**Tarefas a realizar**
1. Reescreva o trecho do texto sobre o trigo que começa em "A Associação Brasileira" e termina em "avaliar a situação.", trocando "No entanto" por "Contudo".
2. Diga se cada afirmação abaixo concorda com o texto sobre o trigo e responda sim ou não, citando as palavras do texto que decidem a questão. (a) A Abitrigo afirmou no ano passado que estava pronta para garantir o abastecimento do país. (b) O presidente-executivo da Abitrigo se pronunciou em uma entrevista coletiva. (c) A entidade pretende conversar com o Ministério da Agricultura.

**Texto de estudo**
Por isso, há um problema se o conflito no leste europeu permanecer por muito tempo. Já que o cereal é uma commodity referenciada no mercado internacional, o quadro de oferta e demanda nos demais produtores influencia na formação do preço do produto argentino.
A Associação Brasileira da Indústria do Trigo (Abitrigo) chegou a afirmar, no ano passado, que estava pronta para garantir o abastecimento do país devido aos contratos de importação. No entanto, o setor parece pressionado. O presidente-executivo da Abitrigo, Rubens Barbosa, informou, em nota, que “a associação segue acompanhando os desdobramentos da crise e as implicações sobre o mercado nacional e internacional do trigo”.
Além disso, a entidade garantiu que vai conversar com o Ministério da Agricultura para avaliar a situação.

**Dados fornecidos**

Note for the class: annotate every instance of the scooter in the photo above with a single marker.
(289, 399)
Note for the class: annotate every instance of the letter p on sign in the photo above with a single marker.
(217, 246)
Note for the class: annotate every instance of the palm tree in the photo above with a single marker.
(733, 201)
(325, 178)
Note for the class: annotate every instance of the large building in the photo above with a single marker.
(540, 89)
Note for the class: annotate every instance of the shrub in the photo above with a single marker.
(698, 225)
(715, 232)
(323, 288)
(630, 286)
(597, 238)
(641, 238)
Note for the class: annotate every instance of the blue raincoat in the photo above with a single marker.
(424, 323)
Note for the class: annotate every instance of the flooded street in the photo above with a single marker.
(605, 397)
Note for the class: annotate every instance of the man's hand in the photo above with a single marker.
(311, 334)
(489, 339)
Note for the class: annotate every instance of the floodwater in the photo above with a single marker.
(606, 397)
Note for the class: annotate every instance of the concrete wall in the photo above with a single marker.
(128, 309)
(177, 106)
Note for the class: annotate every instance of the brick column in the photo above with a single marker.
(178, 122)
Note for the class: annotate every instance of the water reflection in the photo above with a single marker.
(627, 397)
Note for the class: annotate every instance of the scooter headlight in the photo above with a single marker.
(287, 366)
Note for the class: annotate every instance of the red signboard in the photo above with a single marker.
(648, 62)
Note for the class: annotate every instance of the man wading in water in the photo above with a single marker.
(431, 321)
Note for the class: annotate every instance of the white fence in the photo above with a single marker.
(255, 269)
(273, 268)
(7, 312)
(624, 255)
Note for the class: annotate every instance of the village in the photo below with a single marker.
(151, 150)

**Respostas**
1.
A Associação Brasileira da Indústria do Trigo (Abitrigo) chegou a afirmar, no ano passado, que estava pronta para garantir o abastecimento do país devido aos contratos de importação. Contudo, o setor parece pressionado. O presidente-executivo da Abitrigo, Rubens Barbosa, informou, em nota, que “a associação segue acompanhando os desdobramentos da crise e as implicações sobre o mercado nacional e internacional do trigo”.
Além disso, a entidade garantiu que vai conversar com o Ministério da Agricultura para avaliar a situação.

2.
(a) Sim: "chegou a afirmar, no ano passado, que estava pronta para garantir o abastecimento do país".
(b) Não: "informou, em nota".
(c) Sim: "vai conversar com o Ministério da Agricultura para avaliar a situação".